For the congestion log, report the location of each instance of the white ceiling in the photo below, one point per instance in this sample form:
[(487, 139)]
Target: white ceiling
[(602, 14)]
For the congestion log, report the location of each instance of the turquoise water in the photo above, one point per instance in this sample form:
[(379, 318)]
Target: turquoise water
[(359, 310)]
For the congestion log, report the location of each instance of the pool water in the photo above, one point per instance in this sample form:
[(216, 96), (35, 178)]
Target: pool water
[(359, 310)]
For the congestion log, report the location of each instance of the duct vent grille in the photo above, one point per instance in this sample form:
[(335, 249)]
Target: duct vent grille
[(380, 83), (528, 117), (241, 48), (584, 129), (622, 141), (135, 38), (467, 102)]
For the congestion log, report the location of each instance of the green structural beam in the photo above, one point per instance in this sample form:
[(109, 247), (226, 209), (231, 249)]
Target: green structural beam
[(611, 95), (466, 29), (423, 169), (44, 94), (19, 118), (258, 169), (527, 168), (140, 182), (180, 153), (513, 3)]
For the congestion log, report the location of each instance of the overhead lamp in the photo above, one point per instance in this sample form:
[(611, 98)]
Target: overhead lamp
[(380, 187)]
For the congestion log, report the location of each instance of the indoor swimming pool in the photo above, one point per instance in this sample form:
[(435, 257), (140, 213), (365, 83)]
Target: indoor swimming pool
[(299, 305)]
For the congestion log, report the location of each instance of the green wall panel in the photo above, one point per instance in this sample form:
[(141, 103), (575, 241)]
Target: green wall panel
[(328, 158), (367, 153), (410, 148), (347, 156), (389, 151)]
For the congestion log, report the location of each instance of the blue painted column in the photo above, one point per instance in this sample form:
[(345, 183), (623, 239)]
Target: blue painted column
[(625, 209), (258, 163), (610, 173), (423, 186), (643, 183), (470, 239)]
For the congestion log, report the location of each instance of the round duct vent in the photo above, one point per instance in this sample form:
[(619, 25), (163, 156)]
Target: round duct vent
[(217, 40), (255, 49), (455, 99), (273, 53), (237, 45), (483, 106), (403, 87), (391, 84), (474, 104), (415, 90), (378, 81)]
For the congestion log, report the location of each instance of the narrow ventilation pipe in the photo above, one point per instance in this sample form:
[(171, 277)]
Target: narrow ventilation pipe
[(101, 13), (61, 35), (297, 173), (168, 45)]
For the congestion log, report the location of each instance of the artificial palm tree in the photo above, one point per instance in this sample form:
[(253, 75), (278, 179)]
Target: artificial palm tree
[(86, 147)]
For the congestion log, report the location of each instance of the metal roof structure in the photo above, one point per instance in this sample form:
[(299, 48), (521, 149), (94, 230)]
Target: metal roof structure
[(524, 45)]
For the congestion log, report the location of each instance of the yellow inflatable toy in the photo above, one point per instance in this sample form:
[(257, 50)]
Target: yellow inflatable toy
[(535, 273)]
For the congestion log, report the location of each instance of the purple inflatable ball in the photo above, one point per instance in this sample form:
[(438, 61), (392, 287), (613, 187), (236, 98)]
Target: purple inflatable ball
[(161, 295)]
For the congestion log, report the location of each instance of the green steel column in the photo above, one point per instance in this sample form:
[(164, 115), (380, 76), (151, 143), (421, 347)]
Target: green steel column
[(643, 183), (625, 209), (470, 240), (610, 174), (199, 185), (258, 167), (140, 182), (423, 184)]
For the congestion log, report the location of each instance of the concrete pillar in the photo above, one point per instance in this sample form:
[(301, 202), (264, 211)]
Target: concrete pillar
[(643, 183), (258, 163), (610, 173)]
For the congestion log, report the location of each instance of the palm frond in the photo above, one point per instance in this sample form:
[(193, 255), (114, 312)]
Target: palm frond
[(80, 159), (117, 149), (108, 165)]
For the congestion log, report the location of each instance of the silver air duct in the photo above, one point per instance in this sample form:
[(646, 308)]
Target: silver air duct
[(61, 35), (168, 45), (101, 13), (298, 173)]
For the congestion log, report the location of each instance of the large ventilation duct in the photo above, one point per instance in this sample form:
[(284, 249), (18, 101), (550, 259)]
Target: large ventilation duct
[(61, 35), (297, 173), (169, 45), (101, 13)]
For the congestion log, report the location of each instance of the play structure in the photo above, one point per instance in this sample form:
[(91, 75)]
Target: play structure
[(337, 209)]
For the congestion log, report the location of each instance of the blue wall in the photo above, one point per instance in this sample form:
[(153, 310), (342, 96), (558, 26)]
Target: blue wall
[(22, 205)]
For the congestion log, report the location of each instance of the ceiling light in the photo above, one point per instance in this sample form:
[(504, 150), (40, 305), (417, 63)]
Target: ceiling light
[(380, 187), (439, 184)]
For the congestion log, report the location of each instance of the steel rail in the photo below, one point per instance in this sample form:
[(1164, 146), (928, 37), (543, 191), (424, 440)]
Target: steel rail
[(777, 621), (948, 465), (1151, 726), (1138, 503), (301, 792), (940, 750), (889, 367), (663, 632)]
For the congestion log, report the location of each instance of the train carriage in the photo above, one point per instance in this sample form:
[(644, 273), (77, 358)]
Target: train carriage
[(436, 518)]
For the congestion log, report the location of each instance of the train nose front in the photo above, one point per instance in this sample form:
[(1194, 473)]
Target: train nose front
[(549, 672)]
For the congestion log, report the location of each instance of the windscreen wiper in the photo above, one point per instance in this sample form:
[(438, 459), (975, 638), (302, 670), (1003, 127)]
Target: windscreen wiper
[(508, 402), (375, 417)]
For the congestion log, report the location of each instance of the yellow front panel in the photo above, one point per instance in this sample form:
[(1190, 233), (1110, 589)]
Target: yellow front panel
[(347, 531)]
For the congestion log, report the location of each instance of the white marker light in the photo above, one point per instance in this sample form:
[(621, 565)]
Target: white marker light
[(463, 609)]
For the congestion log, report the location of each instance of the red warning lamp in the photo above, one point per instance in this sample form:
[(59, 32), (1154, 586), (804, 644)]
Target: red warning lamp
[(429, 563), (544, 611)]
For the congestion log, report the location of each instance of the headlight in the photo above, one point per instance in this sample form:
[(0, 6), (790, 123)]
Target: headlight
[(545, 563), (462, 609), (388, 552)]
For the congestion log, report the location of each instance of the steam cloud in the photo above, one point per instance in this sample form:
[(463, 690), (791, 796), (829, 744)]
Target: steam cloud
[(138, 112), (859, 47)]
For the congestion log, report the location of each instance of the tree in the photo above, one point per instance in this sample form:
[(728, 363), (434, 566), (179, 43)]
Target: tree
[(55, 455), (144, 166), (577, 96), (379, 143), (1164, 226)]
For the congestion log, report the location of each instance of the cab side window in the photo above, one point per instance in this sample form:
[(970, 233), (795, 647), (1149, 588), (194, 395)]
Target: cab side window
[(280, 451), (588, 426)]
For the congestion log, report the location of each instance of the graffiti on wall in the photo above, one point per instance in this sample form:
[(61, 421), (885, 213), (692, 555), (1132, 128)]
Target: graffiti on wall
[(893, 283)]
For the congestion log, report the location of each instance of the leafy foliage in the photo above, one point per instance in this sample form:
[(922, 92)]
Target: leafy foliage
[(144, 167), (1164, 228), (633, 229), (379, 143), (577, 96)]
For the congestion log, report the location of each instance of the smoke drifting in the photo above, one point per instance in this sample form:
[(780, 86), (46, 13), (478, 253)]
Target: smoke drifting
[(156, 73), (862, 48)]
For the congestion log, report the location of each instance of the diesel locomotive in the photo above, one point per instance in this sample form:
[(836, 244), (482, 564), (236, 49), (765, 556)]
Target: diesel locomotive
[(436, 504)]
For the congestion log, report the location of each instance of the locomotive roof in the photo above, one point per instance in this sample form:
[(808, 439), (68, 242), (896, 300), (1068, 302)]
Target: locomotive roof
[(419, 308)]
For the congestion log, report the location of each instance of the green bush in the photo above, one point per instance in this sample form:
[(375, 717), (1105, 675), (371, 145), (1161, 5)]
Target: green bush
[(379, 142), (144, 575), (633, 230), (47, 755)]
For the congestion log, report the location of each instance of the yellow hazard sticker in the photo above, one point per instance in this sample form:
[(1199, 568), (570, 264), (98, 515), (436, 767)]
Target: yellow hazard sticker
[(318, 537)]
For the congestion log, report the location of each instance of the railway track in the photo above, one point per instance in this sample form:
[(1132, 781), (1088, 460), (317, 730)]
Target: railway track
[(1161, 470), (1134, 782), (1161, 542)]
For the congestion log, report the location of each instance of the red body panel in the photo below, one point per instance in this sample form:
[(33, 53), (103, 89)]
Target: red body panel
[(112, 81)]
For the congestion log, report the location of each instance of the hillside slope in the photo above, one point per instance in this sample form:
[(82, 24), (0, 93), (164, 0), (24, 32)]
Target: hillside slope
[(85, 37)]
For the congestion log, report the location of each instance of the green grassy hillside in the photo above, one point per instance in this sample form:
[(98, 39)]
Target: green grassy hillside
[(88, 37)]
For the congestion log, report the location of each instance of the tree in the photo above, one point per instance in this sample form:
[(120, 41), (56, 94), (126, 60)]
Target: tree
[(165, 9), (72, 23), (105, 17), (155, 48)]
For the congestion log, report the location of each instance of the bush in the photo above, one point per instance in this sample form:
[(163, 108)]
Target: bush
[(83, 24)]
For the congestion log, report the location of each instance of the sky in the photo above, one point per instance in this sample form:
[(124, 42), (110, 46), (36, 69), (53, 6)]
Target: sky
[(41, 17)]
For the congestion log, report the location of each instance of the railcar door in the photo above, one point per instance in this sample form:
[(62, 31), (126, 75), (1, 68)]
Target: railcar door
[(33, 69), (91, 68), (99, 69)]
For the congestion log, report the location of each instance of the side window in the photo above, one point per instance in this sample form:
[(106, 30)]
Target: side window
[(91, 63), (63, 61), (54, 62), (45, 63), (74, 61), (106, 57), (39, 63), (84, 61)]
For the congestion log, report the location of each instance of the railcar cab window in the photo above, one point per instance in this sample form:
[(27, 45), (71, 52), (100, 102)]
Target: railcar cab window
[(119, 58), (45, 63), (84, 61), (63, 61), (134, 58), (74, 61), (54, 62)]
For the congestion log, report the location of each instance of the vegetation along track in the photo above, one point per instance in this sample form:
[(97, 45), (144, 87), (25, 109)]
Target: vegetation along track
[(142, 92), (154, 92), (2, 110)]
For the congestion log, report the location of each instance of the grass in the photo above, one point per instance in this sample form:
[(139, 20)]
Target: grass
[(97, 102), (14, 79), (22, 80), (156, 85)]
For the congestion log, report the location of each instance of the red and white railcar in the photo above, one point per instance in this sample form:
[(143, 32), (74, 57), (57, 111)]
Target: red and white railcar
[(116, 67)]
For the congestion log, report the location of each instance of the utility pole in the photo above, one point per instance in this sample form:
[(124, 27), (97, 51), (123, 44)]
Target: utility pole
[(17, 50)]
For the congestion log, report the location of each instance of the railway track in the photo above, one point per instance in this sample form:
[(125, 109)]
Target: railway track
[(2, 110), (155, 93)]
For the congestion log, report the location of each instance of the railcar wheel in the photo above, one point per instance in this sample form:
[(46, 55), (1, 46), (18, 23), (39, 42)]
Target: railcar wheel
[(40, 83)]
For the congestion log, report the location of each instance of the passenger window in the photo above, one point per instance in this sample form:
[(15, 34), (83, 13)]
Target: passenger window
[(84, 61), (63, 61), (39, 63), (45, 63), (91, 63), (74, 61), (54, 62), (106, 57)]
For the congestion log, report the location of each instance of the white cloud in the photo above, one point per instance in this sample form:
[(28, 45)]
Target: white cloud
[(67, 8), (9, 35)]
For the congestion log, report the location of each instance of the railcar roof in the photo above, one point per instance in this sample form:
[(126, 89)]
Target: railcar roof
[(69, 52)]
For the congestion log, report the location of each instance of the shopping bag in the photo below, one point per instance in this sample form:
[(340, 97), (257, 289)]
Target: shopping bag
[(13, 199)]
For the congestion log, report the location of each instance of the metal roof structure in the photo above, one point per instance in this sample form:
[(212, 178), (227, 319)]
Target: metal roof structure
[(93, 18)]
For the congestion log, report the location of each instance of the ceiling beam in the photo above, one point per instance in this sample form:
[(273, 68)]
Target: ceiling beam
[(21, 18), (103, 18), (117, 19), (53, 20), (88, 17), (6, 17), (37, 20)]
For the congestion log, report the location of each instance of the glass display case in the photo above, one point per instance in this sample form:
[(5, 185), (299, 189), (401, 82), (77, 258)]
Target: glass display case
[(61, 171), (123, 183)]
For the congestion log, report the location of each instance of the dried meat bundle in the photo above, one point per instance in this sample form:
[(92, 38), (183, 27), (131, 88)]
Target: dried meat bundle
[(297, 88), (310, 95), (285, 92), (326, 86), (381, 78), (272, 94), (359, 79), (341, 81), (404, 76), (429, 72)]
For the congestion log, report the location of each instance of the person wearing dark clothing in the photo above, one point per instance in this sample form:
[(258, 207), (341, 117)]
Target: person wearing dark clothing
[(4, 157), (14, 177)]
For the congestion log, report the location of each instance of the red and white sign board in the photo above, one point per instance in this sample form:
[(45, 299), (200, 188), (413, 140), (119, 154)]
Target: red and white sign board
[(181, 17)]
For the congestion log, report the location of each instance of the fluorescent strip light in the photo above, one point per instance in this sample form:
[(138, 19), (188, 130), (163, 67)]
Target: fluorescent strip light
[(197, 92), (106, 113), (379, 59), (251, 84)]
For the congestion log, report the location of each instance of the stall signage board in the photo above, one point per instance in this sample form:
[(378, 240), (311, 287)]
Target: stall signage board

_Goal of the exercise_
Go to the line with "the blue painted" in the entries above and repeat every line from there through the line with "[(619, 25), (163, 156)]", exactly and with no other text.

_Answer box_
For the congestion log, report the location of each instance of the blue painted column in the photo above, one point per instance in this sample form:
[(345, 183), (623, 239)]
Target: blue painted column
[(625, 209), (258, 163), (610, 173), (423, 186), (643, 183), (470, 239)]
For the congestion log, report the location of each instance of the round duct vent in the photo above, one point per instance in this sample form:
[(619, 25), (163, 156)]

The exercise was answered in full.